:: TEXT EXCERPT ::

The Witches Of Walford

by | 21st, February 2005

‘EASTENDERS celebrates its twentieth anniversary this week with two murders and an abortion. It seems that the good old fashioned Cockney party spirit lives on.

‘When shall we three meet again?’

Unless you’ve been in Camp X-ray for the past six months, you can’t fail to know that Dirty Den is about to die for the second time.

The three Witches of E20 – Sam, Zoe and Chrissie – have formed an unholy alliance and have agreed to help each other get revenge on the man who’s destroyed their lives.

Zoe wants to make him suffer after he tricked her into sleeping with him and getting her pregnant – a pregnancy she had the good sense to terminate.

Sam has just discovered that Den helped the Mitchell family lawyer, Marcus, swindle her out of everything she owned – including The Vic.

And Chrissie – well, she’s married to the hideous old goat and that’s reason enough.

Chrissie has managed to trick Den into signing a document that gives her legal rights over all his worldly assets – i.e. The Vic and his hideous leather jacket. So now the scene is set for the one-hour ‘Who Murdered Dirty Den?’ special which producers are hoping is going to pull in more viewers than the BBC Four testcard.

Andy is set to join Den in the (mockney) gangsters’ paradise in the sky when he also gets murdered. New hood on the block Johnny Allen has decided that the Square ain’t big enough for two cardboard stereotypes, so he lures Andy into a lay-by and kills him.

Which is actually a bit of a shame as Andy has improved immeasurably over the past couple of months – likening Jake Moon’s mental capacities to a monkey with a Rubik’s cube.

More bad news in store for two other Walford residents when the Department of Work and Pensions comes knocking on the Miller’s door.

Stacy contacted them out of spite when Rosie Miller called her every name out of the Tourettes dictionary for almost killing her son Darren with an alcohol overdose.

:: PROVIDED INFORMATION ::
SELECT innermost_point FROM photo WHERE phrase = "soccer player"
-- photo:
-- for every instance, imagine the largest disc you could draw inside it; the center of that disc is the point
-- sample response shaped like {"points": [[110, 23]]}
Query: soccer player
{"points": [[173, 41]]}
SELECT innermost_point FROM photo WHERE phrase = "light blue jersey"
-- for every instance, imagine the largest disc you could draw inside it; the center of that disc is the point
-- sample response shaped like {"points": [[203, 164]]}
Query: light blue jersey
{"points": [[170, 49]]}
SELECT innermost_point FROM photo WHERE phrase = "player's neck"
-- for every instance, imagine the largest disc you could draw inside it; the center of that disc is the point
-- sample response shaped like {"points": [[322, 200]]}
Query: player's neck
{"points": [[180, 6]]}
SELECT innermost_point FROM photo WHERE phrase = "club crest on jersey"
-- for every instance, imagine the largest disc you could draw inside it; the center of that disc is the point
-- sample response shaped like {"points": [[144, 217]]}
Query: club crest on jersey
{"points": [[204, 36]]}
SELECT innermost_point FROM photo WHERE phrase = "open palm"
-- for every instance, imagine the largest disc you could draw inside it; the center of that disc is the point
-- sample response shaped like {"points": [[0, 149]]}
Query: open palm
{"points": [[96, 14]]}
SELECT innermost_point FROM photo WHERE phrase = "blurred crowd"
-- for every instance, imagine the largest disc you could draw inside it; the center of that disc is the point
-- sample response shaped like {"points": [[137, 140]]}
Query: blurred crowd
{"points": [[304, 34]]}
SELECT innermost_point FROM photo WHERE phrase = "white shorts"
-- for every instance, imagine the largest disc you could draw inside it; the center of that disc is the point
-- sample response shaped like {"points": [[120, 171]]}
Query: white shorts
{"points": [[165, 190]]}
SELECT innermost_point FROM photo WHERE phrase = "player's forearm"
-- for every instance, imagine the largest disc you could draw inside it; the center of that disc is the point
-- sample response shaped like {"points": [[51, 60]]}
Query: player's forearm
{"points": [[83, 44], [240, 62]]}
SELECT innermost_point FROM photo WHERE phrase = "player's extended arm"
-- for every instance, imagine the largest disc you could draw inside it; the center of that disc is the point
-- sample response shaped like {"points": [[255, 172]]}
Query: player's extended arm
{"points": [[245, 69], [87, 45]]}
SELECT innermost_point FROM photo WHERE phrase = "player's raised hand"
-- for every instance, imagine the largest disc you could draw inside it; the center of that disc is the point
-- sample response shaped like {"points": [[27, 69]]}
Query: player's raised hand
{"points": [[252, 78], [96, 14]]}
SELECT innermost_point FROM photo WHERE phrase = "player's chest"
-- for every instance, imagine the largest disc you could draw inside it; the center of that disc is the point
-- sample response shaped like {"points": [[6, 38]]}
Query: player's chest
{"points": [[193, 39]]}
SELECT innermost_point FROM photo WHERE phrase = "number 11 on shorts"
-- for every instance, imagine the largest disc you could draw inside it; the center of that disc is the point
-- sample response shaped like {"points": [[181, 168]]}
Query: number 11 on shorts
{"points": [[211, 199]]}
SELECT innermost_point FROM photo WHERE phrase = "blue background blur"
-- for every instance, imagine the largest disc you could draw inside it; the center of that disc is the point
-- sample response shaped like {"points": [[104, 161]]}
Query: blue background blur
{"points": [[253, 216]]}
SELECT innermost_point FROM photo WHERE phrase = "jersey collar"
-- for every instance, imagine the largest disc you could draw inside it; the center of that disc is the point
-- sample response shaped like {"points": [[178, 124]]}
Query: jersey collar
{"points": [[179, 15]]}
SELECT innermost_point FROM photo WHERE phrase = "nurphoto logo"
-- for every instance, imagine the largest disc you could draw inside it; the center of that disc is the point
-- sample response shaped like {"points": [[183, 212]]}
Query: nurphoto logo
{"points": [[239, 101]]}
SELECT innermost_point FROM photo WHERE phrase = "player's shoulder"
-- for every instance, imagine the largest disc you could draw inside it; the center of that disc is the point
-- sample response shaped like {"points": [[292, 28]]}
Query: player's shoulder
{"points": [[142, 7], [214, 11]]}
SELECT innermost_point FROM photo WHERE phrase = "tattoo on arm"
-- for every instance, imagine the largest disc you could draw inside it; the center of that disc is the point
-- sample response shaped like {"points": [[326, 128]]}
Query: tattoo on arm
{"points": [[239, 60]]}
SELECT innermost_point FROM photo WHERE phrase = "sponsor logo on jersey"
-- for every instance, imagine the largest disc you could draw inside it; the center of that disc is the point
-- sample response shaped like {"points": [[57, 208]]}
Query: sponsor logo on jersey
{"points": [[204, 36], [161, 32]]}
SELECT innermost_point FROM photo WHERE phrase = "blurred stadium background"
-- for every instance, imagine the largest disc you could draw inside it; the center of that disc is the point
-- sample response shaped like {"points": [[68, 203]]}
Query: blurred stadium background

:: TASKS TO COMPLETE ::
1) List the three characters that the EastEnders column calls the Witches of E20.
2) Edit the EastEnders column. Begin at the words "Sam has just" and stop after "and kills him.", replacing "hideous" with "ghastly" wherever it occurs.

:: PER-TASK OUTPUTS ::
1) Sam, Zoe, Chrissie

2)
Sam has just discovered that Den helped the Mitchell family lawyer, Marcus, swindle her out of everything she owned – including The Vic.

And Chrissie – well, she’s married to the ghastly old goat and that’s reason enough.

Chrissie has managed to trick Den into signing a document that gives her legal rights over all his worldly assets – i.e. The Vic and his ghastly leather jacket. So now the scene is set for the one-hour ‘Who Murdered Dirty Den?’ special which producers are hoping is going to pull in more viewers than the BBC Four testcard.

Andy is set to join Den in the (mockney) gangsters’ paradise in the sky when he also gets murdered. New hood on the block Johnny Allen has decided that the Square ain’t big enough for two cardboard stereotypes, so he lures Andy into a lay-by and kills him.